#### Aim:
Repeat the whole listing exactly as written.
# start of Information provided
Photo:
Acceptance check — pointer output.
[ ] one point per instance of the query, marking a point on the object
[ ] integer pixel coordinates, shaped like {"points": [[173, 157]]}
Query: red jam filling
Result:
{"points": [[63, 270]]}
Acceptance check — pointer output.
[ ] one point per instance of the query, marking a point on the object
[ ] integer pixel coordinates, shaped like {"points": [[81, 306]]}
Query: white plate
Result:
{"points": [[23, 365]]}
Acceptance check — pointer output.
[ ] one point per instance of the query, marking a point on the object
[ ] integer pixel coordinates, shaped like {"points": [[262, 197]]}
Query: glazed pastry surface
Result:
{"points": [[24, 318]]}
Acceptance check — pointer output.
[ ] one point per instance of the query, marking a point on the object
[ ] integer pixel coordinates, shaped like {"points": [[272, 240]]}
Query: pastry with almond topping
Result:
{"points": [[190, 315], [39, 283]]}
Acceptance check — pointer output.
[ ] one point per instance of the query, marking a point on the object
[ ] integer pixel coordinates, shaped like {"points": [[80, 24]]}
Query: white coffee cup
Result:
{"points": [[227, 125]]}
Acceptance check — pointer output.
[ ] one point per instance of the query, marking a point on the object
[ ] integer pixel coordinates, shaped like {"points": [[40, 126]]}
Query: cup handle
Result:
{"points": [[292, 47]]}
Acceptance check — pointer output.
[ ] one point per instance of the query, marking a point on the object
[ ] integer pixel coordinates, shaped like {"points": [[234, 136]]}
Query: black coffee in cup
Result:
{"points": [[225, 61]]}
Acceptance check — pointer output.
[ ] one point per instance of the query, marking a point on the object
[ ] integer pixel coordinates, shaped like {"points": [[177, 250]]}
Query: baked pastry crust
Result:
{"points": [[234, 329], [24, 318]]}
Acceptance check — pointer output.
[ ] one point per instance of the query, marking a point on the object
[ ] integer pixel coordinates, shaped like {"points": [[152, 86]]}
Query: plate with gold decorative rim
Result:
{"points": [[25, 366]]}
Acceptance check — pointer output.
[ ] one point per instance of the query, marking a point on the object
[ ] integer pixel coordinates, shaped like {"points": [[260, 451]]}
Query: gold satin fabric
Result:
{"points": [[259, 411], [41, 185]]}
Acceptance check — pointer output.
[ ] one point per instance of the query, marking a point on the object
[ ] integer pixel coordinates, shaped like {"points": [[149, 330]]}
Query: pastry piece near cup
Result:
# end of Information provided
#### Reply:
Photo:
Acceptance check — pointer output.
[ ] one point per instance of the query, marking a point on the object
[ ] integer pixel coordinates, shaped like {"points": [[173, 157]]}
Query: red jam filling
Result:
{"points": [[63, 270]]}
Acceptance check — pointer output.
[ ] one point per instance of the query, marking a point on the object
[ ] integer pixel coordinates, shaped like {"points": [[81, 306]]}
Query: white plate
Result:
{"points": [[23, 365]]}
Acceptance check — pointer output.
[ ] one point per instance of the query, marking a point on the object
[ ] integer pixel coordinates, shaped like {"points": [[262, 197]]}
Query: glazed pastry surface
Result:
{"points": [[24, 318]]}
Acceptance check — pointer output.
[ ] one point per instance of the query, marking a point on the object
[ ] integer pixel coordinates, shaped like {"points": [[272, 240]]}
Query: pastry with almond topping
Result:
{"points": [[190, 315], [39, 283]]}
Acceptance check — pointer output.
[ ] one point per instance of the query, marking a point on the object
[ ] integer pixel coordinates, shaped like {"points": [[80, 24]]}
Query: white coffee cup
Result:
{"points": [[227, 125]]}
Acceptance check — pointer output.
[ ] one point per instance of the query, marking a point on the object
[ ] integer pixel coordinates, shaped like {"points": [[40, 126]]}
Query: cup handle
Result:
{"points": [[292, 47]]}
Acceptance check — pointer output.
[ ] one point per instance of the query, marking a point on the object
[ ] integer pixel coordinates, shaped like {"points": [[234, 136]]}
Query: black coffee in cup
Result:
{"points": [[225, 61]]}
Acceptance check — pointer output.
[ ] one point per instance of the query, marking a point on the object
[ ] integer pixel coordinates, shaped like {"points": [[177, 250]]}
Query: baked pastry crust
Result:
{"points": [[234, 329], [24, 318]]}
Acceptance check — pointer output.
[ ] one point per instance of the query, marking a point on the object
[ ] integer pixel coordinates, shaped like {"points": [[152, 86]]}
Query: plate with gold decorative rim
Result:
{"points": [[25, 366]]}
Acceptance check — pointer output.
[ ] one point per instance of the query, marking a point on the object
[ ] integer pixel coordinates, shaped like {"points": [[260, 451]]}
Query: gold satin fabric
Result:
{"points": [[259, 411], [41, 185]]}
Acceptance check — pointer output.
[ ] one point per instance of the query, marking a point on the object
[ ] integer pixel coordinates, shaped like {"points": [[149, 330]]}
Query: pastry piece near cup
Result:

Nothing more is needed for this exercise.